(YOUR TASK): Output the material below unchanged, apart from leaving out the pictures.

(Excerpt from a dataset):
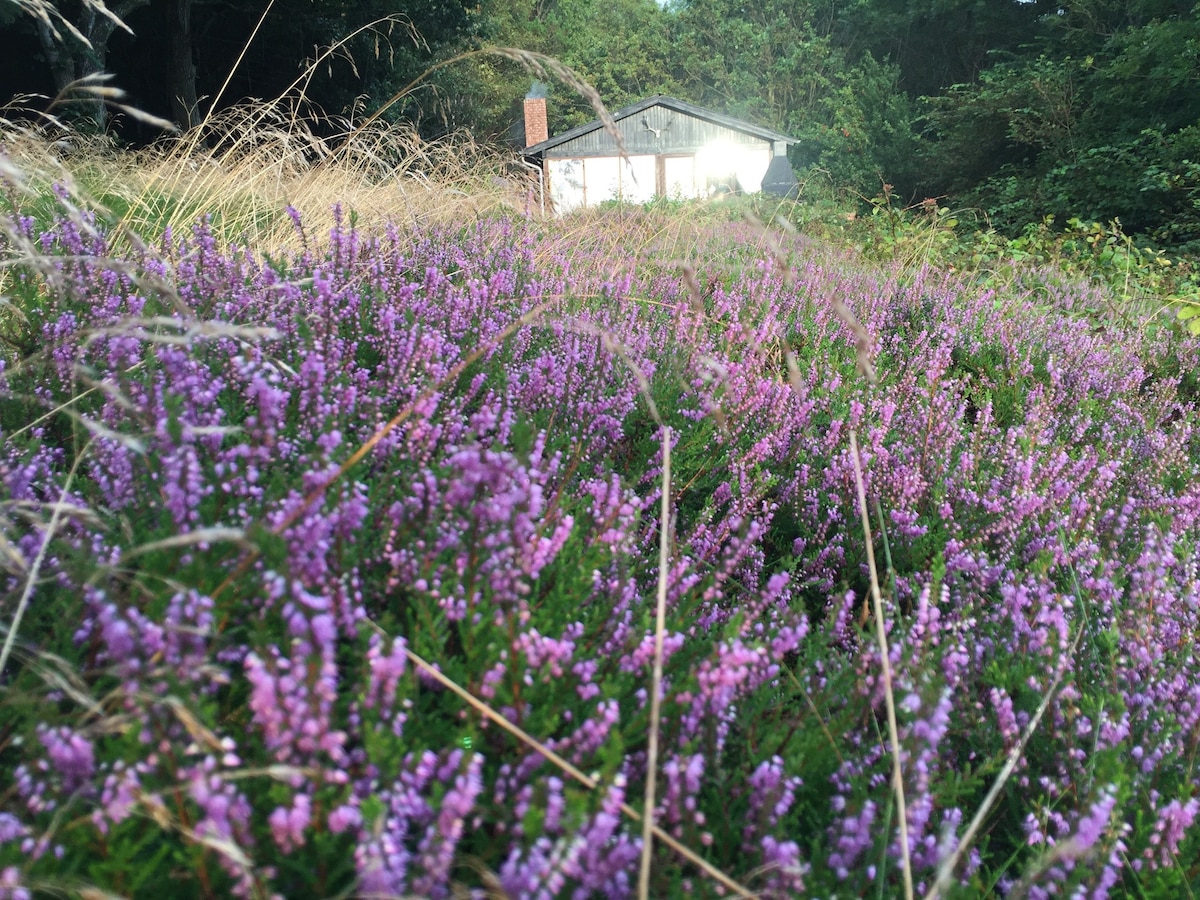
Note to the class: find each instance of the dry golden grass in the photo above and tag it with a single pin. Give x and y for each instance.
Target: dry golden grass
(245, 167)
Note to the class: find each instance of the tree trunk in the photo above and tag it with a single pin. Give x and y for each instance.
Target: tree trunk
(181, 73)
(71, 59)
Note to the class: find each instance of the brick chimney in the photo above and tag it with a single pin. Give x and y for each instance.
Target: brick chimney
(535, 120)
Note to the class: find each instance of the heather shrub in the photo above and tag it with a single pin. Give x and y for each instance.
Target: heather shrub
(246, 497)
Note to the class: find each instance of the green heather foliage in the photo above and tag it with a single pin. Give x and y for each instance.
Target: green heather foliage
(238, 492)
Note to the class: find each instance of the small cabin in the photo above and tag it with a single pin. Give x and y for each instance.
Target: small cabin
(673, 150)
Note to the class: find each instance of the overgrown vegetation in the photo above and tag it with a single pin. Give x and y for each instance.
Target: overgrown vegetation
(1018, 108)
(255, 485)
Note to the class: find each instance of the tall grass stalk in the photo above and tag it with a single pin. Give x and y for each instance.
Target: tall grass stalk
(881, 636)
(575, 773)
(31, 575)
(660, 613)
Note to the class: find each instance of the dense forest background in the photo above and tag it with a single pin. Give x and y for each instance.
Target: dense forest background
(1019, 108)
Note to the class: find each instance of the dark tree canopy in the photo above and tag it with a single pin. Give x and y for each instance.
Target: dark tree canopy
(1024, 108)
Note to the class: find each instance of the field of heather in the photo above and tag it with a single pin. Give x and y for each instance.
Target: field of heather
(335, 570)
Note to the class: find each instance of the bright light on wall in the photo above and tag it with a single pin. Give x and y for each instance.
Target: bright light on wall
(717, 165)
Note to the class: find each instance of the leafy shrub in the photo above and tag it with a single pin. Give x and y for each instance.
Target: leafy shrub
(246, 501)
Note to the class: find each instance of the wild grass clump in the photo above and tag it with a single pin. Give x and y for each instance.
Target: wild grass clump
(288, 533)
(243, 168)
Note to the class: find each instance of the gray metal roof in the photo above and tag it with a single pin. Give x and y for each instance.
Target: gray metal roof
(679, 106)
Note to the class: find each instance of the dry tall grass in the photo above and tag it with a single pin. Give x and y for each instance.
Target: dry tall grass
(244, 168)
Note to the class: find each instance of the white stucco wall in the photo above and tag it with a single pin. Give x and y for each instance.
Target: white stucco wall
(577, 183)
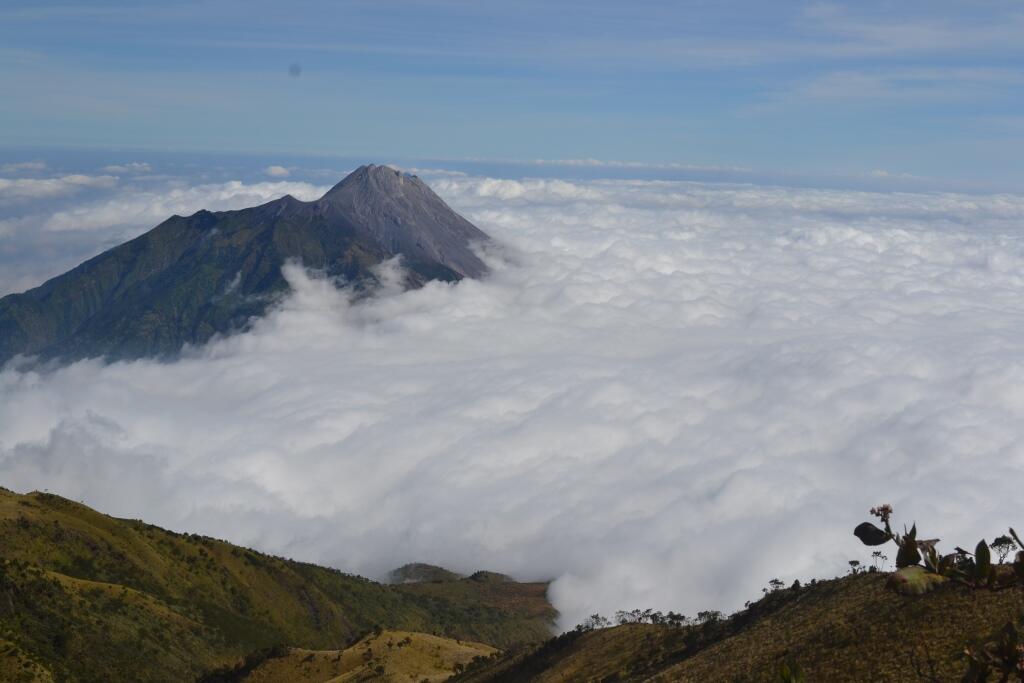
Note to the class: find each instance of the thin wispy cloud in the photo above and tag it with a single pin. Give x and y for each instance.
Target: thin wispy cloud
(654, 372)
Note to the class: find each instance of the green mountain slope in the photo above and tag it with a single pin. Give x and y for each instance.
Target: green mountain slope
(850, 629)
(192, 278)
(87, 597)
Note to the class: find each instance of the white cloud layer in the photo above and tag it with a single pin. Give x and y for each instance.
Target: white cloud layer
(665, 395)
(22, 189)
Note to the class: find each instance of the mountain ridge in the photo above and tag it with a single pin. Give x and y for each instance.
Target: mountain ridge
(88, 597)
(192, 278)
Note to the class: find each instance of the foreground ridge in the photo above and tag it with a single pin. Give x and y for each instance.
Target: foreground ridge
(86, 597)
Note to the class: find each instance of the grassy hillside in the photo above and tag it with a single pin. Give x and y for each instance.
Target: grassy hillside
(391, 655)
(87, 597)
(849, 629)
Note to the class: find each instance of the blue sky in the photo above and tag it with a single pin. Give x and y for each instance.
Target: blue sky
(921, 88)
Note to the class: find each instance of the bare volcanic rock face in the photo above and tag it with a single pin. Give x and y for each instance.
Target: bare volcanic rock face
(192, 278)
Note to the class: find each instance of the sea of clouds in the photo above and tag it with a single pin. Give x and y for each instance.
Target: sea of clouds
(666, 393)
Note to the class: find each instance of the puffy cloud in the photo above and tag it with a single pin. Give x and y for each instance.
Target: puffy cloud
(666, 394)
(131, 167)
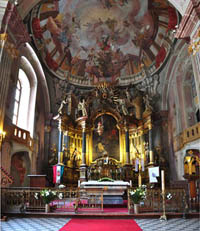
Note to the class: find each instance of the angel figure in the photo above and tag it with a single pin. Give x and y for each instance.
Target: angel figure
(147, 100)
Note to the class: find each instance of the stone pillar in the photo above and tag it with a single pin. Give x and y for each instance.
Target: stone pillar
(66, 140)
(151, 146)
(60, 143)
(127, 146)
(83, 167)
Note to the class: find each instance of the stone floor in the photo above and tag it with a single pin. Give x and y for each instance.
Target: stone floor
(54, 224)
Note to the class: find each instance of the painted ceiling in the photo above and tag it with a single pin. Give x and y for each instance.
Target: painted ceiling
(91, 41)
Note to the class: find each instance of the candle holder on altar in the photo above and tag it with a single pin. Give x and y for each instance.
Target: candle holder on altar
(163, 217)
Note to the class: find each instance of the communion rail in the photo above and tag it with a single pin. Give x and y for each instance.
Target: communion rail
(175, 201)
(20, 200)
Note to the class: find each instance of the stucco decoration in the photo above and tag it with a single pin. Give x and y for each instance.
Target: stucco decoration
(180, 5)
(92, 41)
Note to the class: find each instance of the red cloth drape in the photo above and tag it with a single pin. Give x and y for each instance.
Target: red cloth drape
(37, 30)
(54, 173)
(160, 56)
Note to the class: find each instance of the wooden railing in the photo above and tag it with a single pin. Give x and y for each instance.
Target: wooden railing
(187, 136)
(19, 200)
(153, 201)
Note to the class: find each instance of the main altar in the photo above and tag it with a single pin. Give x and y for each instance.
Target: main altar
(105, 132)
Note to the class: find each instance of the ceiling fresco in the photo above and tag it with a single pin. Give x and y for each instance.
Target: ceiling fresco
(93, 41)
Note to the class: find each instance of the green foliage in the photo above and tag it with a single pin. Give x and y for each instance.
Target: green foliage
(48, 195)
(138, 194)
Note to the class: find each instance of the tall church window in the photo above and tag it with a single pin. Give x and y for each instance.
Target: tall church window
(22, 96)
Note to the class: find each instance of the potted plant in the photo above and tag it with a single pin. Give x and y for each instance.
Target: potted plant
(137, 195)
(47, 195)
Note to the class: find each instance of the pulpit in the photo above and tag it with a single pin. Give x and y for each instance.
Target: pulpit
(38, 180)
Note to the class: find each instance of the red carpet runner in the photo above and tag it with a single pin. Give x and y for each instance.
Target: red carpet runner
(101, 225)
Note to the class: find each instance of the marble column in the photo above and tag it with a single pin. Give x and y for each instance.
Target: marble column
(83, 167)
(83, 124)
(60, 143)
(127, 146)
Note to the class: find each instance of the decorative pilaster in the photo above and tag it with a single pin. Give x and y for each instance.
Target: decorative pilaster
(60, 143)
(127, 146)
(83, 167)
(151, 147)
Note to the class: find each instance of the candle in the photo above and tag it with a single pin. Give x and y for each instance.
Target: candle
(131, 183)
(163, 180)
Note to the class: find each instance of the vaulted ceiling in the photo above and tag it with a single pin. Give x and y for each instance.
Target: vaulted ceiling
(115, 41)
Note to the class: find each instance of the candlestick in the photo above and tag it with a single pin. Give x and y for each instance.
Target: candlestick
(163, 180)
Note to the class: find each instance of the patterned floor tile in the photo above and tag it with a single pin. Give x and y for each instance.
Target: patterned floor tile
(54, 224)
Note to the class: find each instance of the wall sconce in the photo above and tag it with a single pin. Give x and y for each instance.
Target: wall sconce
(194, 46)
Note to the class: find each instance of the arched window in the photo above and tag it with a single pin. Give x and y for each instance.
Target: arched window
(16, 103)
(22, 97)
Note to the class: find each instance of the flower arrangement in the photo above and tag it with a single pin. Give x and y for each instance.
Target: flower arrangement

(COMPLETED TASK):
Note to the class: find each instance of the dry golden grass in the photo above and tag it with a single pin. Give x and y for each instance.
Target: dry golden grass
(245, 167)
Note to the class: find each instance of the tree trunk in the photo above and tag it with a single pin. Give x and y for each instance.
Target: tree trunk
(181, 73)
(71, 59)
Note to the class: find each instance of the brick chimney in the photo above and tag it with a single pin. Give x and y for each instance.
Target: brick chimney
(535, 120)
Note to the class: find each instance of the heather shrub in the photo above and tag it with a single pin. Give x and y for each instance.
Target: heather shrub
(246, 497)
Note to the class: find each instance of the green heather foliage in the photo above and tag it with a single pin. Give x and y for each instance.
Target: green heather foliage
(238, 492)
Note to the class: find each instance of the small cabin in the photo above and tag it with a single pin. Give x and y for each instance.
Target: small cabin
(673, 150)
Note to the class: find each instance of the overgrown vegetation in the photo above and tag it with a single pin. Give x and y for each instance.
Target: overgrown vegetation
(1018, 108)
(255, 485)
Note to the class: find each instance of the tall grass stalk in the photo above and tag it with a single pin. Give x and y for each instance.
Target: tall grass stalk
(881, 636)
(575, 773)
(31, 575)
(660, 613)
Note to the class: find each instance of the dense forest background in the photo above and tag it with a single pin. Give x and y for each instance.
Target: dense forest background
(1019, 108)
Note to the class: find each instance of the dark tree canopy in the photo above and tag it with a single pin. Give x and y for each instance.
Target: dark tree canopy
(1024, 108)
Note to the class: find each instance of the field of heather in the photo above and tag it with a single pin. Give x and y for each instance.
Target: field of heather
(335, 570)
Note to the class: find each instance of the bright light on wall in the photo above and tag it with a single pin. Give x and y for each instance.
Target: bright light on wall
(717, 165)
Note to the class: find each instance of the leafy shrub in the photo above and tag it with a single pin. Give x and y for each instance.
Target: leafy shrub
(246, 501)
Note to the class: find each instance of the wild grass clump in the photo above and tag it with a single pin. Give x and y for each instance.
Target: wild grass clump
(288, 533)
(243, 168)
Note to the class: find each instance of the gray metal roof in the photo above and tag it with a single pin. Give x and y for each instance.
Target: gray metal roof
(679, 106)
Note to the class: find each instance of the dry tall grass in the photo above and tag it with a single pin. Give x and y for each instance.
Target: dry tall grass
(244, 168)
Note to the class: find each instance of the white stucco wall in the photo above and tag it with a single pin. Give x and y for each instance.
Target: white stucco wall
(577, 183)
Note to the class: find each instance of the thin wispy cloud in the photo above and tag it with a single pin. Give x and y for each instance.
Target: thin wispy cloud
(654, 372)
Note to the class: find each instance of the green mountain slope in the photo above and tag it with a single pin. Give x and y for each instance.
Target: green mountain slope
(850, 629)
(192, 278)
(87, 597)
Note to the class: find each instance of the white cloud layer in the photo above and tag it with a single pin. Give x and y for each instance.
Target: white cloud layer
(665, 395)
(22, 189)
Note to the class: find each instance of the mountain ridge in the photo above and tag it with a single pin. Give x and y for each instance.
Target: mountain ridge
(88, 597)
(192, 278)
Note to the class: find each instance of the foreground ridge in the photo above and tag it with a single pin. Give x and y for each instance.
Target: foreground ridge
(86, 597)
Note to the class: find each instance of the grassy hillside in the photo above and tag it with a single pin. Give x and y for each instance.
Target: grassy hillside
(391, 655)
(87, 597)
(849, 629)
Note to the class: find each instance of the blue sky in the photo above and tag it with a single pin. Give x and y for each instance.
Target: blue sky
(921, 88)
Note to the class: find each instance of the bare volcanic rock face in the photo above and tag it with a single pin. Give x and y for each instance.
Target: bare volcanic rock face
(192, 278)
Note to the class: find each instance of the sea of clouds in the photo above and tag it with a single pin. Give x and y for each instance.
Target: sea of clouds
(666, 393)
Note to the class: find each instance of the puffy cloud in the photo above and tag it with a single pin. Give x and y for each instance.
Target: puffy cloud
(666, 394)
(131, 167)
Note to the class: find each instance of the angel figure in the photo above and tag it with a single pin. Give x and y for each instance.
Target: angel figure
(147, 100)
Note to the class: find each instance of the stone pillar in the photo above and tag it with a single pin. Give x and y for each instance.
Target: stone pillar
(66, 140)
(151, 146)
(60, 143)
(127, 146)
(83, 167)
Note to the class: find each instance of the stone floor in the photo above and tag it with a single pin. Give x and y for each instance.
Target: stone floor
(54, 224)
Note to the class: find each instance of the painted ceiling in the photo above and tag it with a single pin. Give x and y for each instance.
Target: painted ceiling
(91, 41)
Note to the class: find each instance of the candle holder on altar in the photo above and tag it with a single pin. Give x and y for each instance.
Target: candle holder on altar
(163, 217)
Note to the class: find each instance of the communion rail in the photo above and tag it with a single pin. Give x and y for each instance.
Target: communion rail
(175, 201)
(20, 200)
Note to the class: find each instance of the stucco decoration in the photo above and tag it with a single pin. Give x and y for each instance.
Target: stucco decoration
(180, 5)
(92, 41)
Note to the class: find each instance of the red cloth drape in the photo above and tag it with a single pin. Give x and y for each instance.
Target: red cloth drape
(37, 30)
(54, 173)
(160, 56)
Note to the class: find each instance of the wooden railing in the photo above and tag it with a single pin. Give x and y for each instance.
Target: wooden railing
(187, 136)
(19, 200)
(153, 201)
Note to the class: find each instance of the main altar in the photo above and tag it with a single pin. Give x and y for each instance.
Target: main altar
(105, 132)
Note to the class: find each instance of the ceiling fresco in the photo above and tag it with a single pin. Give x and y for each instance.
Target: ceiling fresco
(93, 41)
Note to the class: find each instance of the green foliage in the photo above and tag it with a single pin. Give x and y for each instance.
Target: green foliage
(48, 195)
(138, 194)
Note to the class: find each instance of the tall church window in the photo above and tag it with a single pin. Give x and y for each instance.
Target: tall church window
(22, 96)
Note to the class: find each instance of the potted plant in the photo above and tag it with a single pin. Give x and y for each instance.
Target: potted plant
(137, 195)
(47, 195)
Note to the class: find each instance of the pulpit in the photo above and tag it with a single pin. Give x and y for each instance.
Target: pulpit
(38, 180)
Note to the class: find each instance of the red carpet runner in the photo above and tag it with a single pin. Give x and y for each instance.
Target: red carpet runner
(101, 225)
Note to the class: find each instance of the marble column in the photo above and tag it with a single pin. Give x and y for each instance.
Target: marble column
(83, 167)
(83, 124)
(60, 143)
(127, 146)
Note to the class: find each instance of the decorative pilaster in the photo above and tag it with a single pin. Give x and y for each instance.
Target: decorative pilaster
(60, 143)
(127, 146)
(83, 167)
(151, 147)
Note to the class: find each instance of the candle in the photo above and tag it with a single pin. Give x and y for each instance.
Target: candle
(131, 183)
(163, 180)
Note to the class: find each instance of the vaulted ceiling in the photo above and tag it with a single pin. Give x and y for each instance.
Target: vaulted ceiling
(115, 41)
Note to the class: find each instance of the candlestick in the photo above and tag it with a single pin. Give x and y for each instance.
Target: candlestick
(163, 180)
Note to the class: find each instance of the patterned floor tile in the photo above and tag it with a single pin. Give x and y for each instance.
Target: patterned floor tile
(54, 224)
Note to the class: find each instance of the wall sconce in the photo above and tag it with a single pin. Give x and y for each instance.
Target: wall sconce
(194, 46)
Note to the class: find each instance of the arched window in the photo above and tag it with a single pin. Give x and y for each instance.
Target: arched window
(16, 103)
(22, 97)
Note to the class: find each instance of the flower arrangement in the photo above and tag it with a single pin. Give x and y for each instance.
Target: flower arrangement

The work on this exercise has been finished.